_EXERCISE DIRECTIONS_. All of the records below need to be returned exactly.

_DATA FOR THIS EXERCISE_.
*****

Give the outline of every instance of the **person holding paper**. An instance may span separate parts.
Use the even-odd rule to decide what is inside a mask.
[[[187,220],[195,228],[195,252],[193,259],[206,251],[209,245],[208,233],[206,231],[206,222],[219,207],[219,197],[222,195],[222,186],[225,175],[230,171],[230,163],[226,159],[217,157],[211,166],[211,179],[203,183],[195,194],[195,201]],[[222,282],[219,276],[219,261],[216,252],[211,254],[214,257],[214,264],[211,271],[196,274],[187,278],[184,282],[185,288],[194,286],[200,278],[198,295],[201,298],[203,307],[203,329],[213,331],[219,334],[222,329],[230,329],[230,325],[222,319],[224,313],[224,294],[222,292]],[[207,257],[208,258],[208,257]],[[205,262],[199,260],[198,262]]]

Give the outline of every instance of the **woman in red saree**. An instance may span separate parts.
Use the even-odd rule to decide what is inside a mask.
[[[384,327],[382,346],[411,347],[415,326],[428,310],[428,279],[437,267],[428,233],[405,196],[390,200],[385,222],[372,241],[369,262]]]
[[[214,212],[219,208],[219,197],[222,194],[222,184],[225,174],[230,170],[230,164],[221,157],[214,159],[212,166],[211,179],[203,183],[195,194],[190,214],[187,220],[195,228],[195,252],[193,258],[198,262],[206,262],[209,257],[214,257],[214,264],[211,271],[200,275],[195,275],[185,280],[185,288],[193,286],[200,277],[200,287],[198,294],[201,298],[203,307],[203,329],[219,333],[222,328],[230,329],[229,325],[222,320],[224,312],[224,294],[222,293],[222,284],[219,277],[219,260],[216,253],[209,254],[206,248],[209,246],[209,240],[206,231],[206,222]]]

*****

_ANSWER SECTION_.
Give the outline of every instance of the **person holding paper**. An instance may span separate parts.
Use the even-odd rule to decide what is inside a mask.
[[[187,220],[195,228],[195,252],[193,259],[206,251],[209,245],[208,233],[206,231],[206,222],[219,207],[219,197],[222,195],[222,186],[225,175],[230,171],[230,163],[226,159],[217,157],[211,166],[211,179],[203,183],[195,194],[195,201]],[[222,282],[219,276],[219,261],[216,252],[211,254],[214,257],[214,264],[211,271],[196,274],[187,278],[184,282],[185,288],[194,286],[200,278],[198,295],[201,298],[203,307],[203,329],[213,331],[219,334],[222,329],[230,329],[230,325],[222,319],[224,313],[224,294],[222,292]],[[207,257],[208,258],[208,257]],[[205,262],[199,260],[198,262]]]

Give the outline of every instance of the **woman in red saree**. An instance may span separate parts.
Use the even-odd rule to decide what is inside a mask.
[[[384,327],[382,346],[411,347],[415,326],[428,310],[428,279],[437,267],[428,233],[405,196],[390,200],[385,222],[372,241],[369,262]]]
[[[214,212],[219,208],[219,197],[222,194],[222,184],[225,174],[230,170],[230,164],[221,157],[214,159],[212,166],[211,179],[203,183],[195,194],[190,214],[187,220],[195,228],[195,252],[193,258],[198,262],[206,262],[209,257],[214,257],[214,264],[211,271],[200,275],[195,275],[185,280],[185,288],[193,286],[200,277],[200,287],[198,294],[201,298],[203,307],[203,329],[219,333],[222,328],[230,329],[229,325],[222,320],[224,312],[224,294],[222,293],[222,284],[219,277],[219,260],[216,253],[209,254],[206,248],[209,246],[209,240],[206,231],[206,222]]]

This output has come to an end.